Exercise data =>
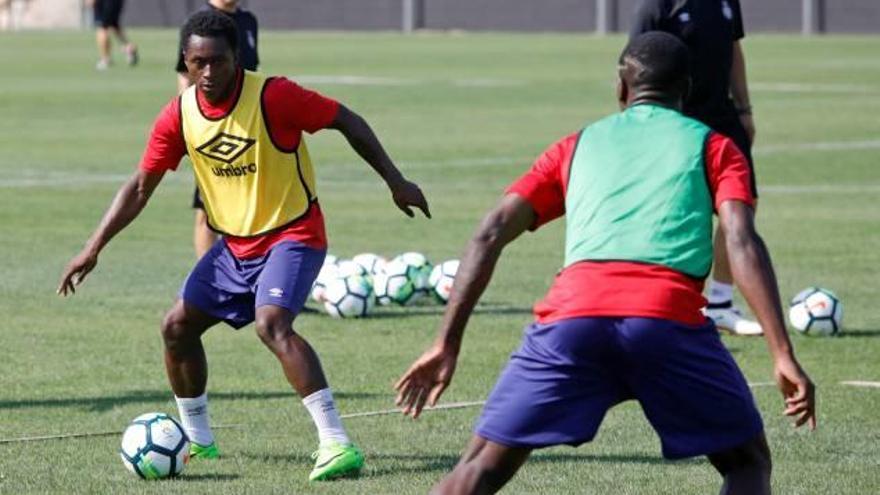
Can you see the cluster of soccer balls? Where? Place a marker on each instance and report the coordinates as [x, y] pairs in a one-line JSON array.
[[352, 288]]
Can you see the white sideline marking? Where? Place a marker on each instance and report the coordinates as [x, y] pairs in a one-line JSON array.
[[792, 87], [385, 412], [761, 384], [857, 383], [872, 144]]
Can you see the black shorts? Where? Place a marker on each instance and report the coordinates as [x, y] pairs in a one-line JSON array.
[[732, 127], [107, 13], [197, 200]]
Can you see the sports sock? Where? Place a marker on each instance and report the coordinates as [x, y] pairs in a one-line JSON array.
[[194, 416], [326, 418], [720, 294]]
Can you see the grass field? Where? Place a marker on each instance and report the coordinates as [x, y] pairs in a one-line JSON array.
[[462, 115]]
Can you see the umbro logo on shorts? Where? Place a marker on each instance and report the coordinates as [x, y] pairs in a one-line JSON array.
[[225, 147]]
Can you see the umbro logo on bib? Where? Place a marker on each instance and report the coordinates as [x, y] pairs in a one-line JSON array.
[[225, 147]]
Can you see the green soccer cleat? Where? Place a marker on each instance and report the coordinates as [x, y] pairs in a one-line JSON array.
[[204, 451], [336, 460]]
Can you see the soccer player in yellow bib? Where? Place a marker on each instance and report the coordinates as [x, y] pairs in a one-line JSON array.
[[243, 133]]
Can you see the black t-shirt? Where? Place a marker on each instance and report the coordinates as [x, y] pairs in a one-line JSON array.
[[709, 28], [247, 39]]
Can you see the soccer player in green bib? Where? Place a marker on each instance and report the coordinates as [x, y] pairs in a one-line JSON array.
[[622, 319], [244, 135]]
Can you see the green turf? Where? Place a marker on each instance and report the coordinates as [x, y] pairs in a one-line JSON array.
[[465, 115]]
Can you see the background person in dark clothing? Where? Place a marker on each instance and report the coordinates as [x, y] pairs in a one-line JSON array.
[[246, 23], [107, 14], [719, 97]]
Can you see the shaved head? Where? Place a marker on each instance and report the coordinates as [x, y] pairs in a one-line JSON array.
[[656, 66]]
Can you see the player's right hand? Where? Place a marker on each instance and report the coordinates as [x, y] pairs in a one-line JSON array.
[[425, 380], [798, 391], [76, 272]]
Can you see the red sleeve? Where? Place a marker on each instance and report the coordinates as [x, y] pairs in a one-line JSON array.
[[728, 171], [166, 147], [543, 186], [290, 107]]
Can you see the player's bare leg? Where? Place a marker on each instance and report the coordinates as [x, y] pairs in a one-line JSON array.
[[485, 467], [336, 456], [746, 469], [299, 361], [131, 53], [203, 236], [187, 370], [185, 359], [102, 39]]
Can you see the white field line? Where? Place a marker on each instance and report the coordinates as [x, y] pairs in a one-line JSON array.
[[793, 87], [858, 383], [872, 144]]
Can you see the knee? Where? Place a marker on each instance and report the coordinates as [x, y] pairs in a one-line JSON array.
[[753, 457], [272, 330], [175, 331]]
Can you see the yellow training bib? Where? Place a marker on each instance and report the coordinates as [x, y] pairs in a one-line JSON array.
[[249, 185]]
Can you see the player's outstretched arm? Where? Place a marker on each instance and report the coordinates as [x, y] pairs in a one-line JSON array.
[[429, 376], [361, 137], [753, 273], [128, 203]]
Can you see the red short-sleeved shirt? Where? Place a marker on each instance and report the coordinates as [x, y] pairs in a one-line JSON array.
[[622, 288], [290, 110]]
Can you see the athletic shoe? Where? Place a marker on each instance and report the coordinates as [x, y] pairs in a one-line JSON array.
[[131, 55], [204, 451], [730, 319], [336, 460]]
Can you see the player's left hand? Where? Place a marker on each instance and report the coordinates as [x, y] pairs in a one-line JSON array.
[[406, 195], [749, 124], [425, 380], [76, 272]]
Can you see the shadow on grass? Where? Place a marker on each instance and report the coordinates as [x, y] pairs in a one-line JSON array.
[[442, 463], [105, 403]]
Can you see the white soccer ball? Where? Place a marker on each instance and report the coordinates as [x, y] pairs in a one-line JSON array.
[[816, 311], [349, 297], [441, 279], [328, 272], [372, 263], [397, 284], [154, 446], [422, 269]]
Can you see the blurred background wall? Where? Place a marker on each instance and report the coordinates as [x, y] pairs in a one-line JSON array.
[[808, 16]]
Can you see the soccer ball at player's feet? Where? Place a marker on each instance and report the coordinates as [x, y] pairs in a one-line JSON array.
[[422, 269], [349, 297], [396, 284], [154, 446], [816, 311], [729, 318], [441, 279]]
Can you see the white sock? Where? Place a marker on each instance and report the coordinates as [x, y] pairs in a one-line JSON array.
[[719, 292], [194, 416], [326, 418]]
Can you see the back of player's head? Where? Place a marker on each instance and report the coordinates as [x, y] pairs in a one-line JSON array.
[[656, 62], [210, 24]]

Aim of the task =>
Give back the material above exactly, but without its images.

Solution =>
Can you see the cluster of soccer balls? Where? Place a marker on each instance and report the coordinates as [x, y] pairs in a one-line JSON array.
[[352, 288]]
Can you see the white sideline marking? Where? Place a marker on each instance and report the coordinates as [x, y] pairs in a one-line JSON array.
[[792, 87], [385, 412], [761, 384], [857, 383], [872, 144]]
Can you see the black shorts? Where? Place a marker on each instance and report the coordinates as [x, y] pairs in a one-line JSON array.
[[732, 127], [107, 13], [197, 200]]
Can you see the sports sock? Where? Place a marker on each instance and report the coordinates as [x, y] pairs in a one-line JSON array.
[[194, 416], [326, 418], [720, 294]]
Can you see the grass field? Where? Place a marker on each instance and report the coordinates as [x, y] pairs in a one-line JSON array.
[[462, 115]]
Can you see the umbro logo on shorts? Where? Place a marker on each instance and report the coordinates as [x, y] pairs in a one-line JSON array.
[[225, 147]]
Can you see the umbro logo on bib? Where? Place a marker on each instance and report the coordinates as [x, y] pairs in a one-line JSON array.
[[225, 147]]
Can you see the green soccer cleat? Where? Place a marker on each instance and report the coordinates as [x, y] pairs in a one-line JSON array.
[[204, 451], [336, 460]]
Can you see the soccer player in yellow bib? Where? Place a marker on each instance and report the coordinates as [x, y] pairs in a one-line JSON array.
[[243, 133]]
Can you see the black t-shirt? Where? Place a marker on each instance and report the coordinates as [x, y] pairs in a one-line JSON array.
[[709, 28], [247, 39]]
Can you see the soccer player in green bib? Where? Place a marker on each instance and report the coordinates as [x, y] pairs in a one-line JSON array.
[[622, 319], [244, 135]]
Can you see the green turf? Where? Place a marker on each instance and report the coordinates as [x, y] pairs in a one-line JSON array.
[[465, 115]]
Can you see the background person in dark clothing? Where? Place a marker on each instance and report the coordinates as [x, y] pairs in a one-line JSON array.
[[246, 23], [107, 14], [719, 97]]
Can you see the shaved head? Where? Place a marker on each instance and report the coordinates as [x, y] pairs in a one-line JSON array.
[[656, 66]]
Can you see the player's right hand? Where? Place a marker on each instance and report the coordinates as [x, y] pairs in a one-line JSON array.
[[425, 380], [798, 391], [76, 272]]
Can you see the red sleeve? Where? Place a marker on each instance and report the coordinates as [x, y] pairs in a one-line JSON array.
[[728, 171], [166, 147], [543, 186], [290, 107]]
Can you see the player's bare leg? Where? Place a marker on each instance and report the coordinates as [x, y] pairs in a one-line JSON array.
[[485, 467], [336, 456], [746, 469], [299, 361], [131, 53], [203, 236], [187, 370], [185, 359], [102, 39]]
Can you see the white field line? Where? Place a marker on each instance and report the coordinates as [x, y] pairs in a one-line JSON array.
[[793, 87], [858, 383], [872, 144]]
Can you see the knee? Where? Place a marker on each instance and report the coordinates as [x, y] pairs in a one-line JSON array.
[[753, 457], [272, 330], [175, 331]]
Can you see the yellow training bib? Where? Place a marker on each instance and report the coordinates as [x, y] pairs in a one-line JSON array.
[[249, 185]]
Can you see the player's outstretched arm? Where? Place a marker on each instance and report the coordinates as [x, y] pairs in a one-line JSON array.
[[429, 376], [361, 137], [753, 273], [128, 203]]
Can you see the red short-sleeved shirt? Where? Place a marker on each instance and report the coordinates as [x, y] pairs in a one-line JSON array.
[[622, 288], [290, 110]]
Can you see the athletic shoe? Where? Place a marker on each instance and report the coordinates as [x, y] pairs in a one-line JSON array.
[[131, 55], [204, 451], [730, 319], [336, 460]]
Can you see the player's left hand? Where? Place a marker on each instance and report the coordinates as [x, y] pairs in a one-line JSON array.
[[406, 195], [749, 124], [425, 380], [76, 272]]
Can you see the shadow on grass? Where? Place a marker on each instance and report the coordinates as [x, y] pairs in a one-line JSON array.
[[442, 463], [105, 403]]
Can you see the white soccer ball? Where? Place a marker on each instance and report the coordinates as [x, y] pairs in a one-line JSON array.
[[816, 311], [349, 297], [441, 279], [328, 272], [372, 263], [397, 284], [154, 446], [422, 269]]
Can you see the blurred background wall? Where? Place a marker on each instance and report the coordinates as [x, y] pairs in a one-line JSON array.
[[808, 16]]
Can you see the soccer ball at player's feet? Where? Place a marker on each instance and report the coordinates as [x, y] pairs in a one-line JSON array.
[[422, 269], [349, 297], [396, 284], [154, 446], [816, 311], [729, 318], [441, 279]]
Can you see the white sock? Where? Place a marker on each instance and report the coordinates as [x, y] pairs in a one-line JSON array.
[[719, 292], [194, 416], [326, 418]]
Can you see the back of player's head? Where? Place a marker on each instance and report the coordinates as [x, y] pairs in a one-line JSON array.
[[656, 62], [210, 24]]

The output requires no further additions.